Per favore, riporta tutte le righe dell'elenco seguente sotto forma di lista numerata, senza righe vuote. Escludi le immagini.

......

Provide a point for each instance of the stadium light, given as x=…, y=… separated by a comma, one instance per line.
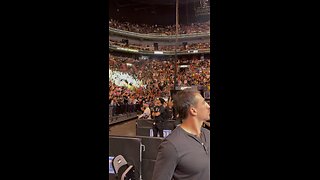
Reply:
x=175, y=48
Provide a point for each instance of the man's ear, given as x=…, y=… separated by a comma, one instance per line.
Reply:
x=193, y=111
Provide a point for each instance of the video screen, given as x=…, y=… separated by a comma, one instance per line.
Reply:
x=111, y=170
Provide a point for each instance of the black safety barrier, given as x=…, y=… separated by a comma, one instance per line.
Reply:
x=144, y=127
x=130, y=148
x=115, y=110
x=150, y=146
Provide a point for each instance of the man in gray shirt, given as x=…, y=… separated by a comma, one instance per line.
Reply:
x=185, y=153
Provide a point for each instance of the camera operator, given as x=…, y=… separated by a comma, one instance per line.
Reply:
x=160, y=116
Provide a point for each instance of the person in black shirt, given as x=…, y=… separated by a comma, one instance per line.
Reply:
x=185, y=153
x=160, y=117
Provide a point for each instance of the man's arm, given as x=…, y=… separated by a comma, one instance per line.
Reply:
x=166, y=162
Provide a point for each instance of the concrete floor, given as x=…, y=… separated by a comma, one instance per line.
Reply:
x=127, y=128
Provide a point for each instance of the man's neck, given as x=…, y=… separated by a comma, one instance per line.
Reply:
x=192, y=126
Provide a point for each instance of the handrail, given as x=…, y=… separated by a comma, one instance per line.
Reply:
x=117, y=48
x=158, y=36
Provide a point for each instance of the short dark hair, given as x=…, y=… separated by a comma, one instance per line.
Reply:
x=183, y=100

......

-- Risultato atteso --
1. Provide a point for each instance of the stadium light, given as x=…, y=… separated by a comma, one instance per line.
2. Reply:
3. x=175, y=48
4. Provide a point for each instance of the man's ear, given as x=…, y=… separated by a comma, one instance per line.
5. Reply:
6. x=193, y=111
7. Provide a point for each instance of the video screen, given as x=…, y=… separated by a comma, one instance per line.
8. Reply:
9. x=111, y=170
10. Provide a point for each instance of the black safety barrier, given as x=…, y=… separated by a comma, one instance per line.
11. Reply:
12. x=144, y=127
13. x=130, y=148
14. x=115, y=110
15. x=150, y=146
16. Provide a point for each instance of the man in gray shirt, given as x=…, y=… separated by a comma, one instance per line.
17. Reply:
18. x=185, y=153
19. Provide a point for each instance of the camera operator, given as x=…, y=… separated by a comma, one instance per line.
20. Reply:
21. x=160, y=116
22. Provide a point for each instance of the person in black shirt, given as x=…, y=… separated by a comma, one instance per line.
23. Reply:
24. x=185, y=153
25. x=160, y=117
26. Provide a point for each instance of the man's arm, given as x=…, y=… separated by a comma, one instance per line.
27. Reply:
28. x=166, y=162
29. Provide a point for each instance of the concrete floor, given as x=…, y=… separated by a comma, one instance per line.
30. Reply:
31. x=127, y=128
32. Provide a point for each instance of the man's neck, given as x=…, y=… separated by a comma, one instance per line.
33. Reply:
34. x=192, y=126
35. Provide a point for each instance of the handrail, given as x=…, y=… separated by a comma, one instance per line.
36. Reply:
37. x=117, y=48
38. x=158, y=36
39. Provide a point for each instance of the short dark hair, given as x=…, y=… separated by a comma, one instance per line.
40. Reply:
41. x=183, y=100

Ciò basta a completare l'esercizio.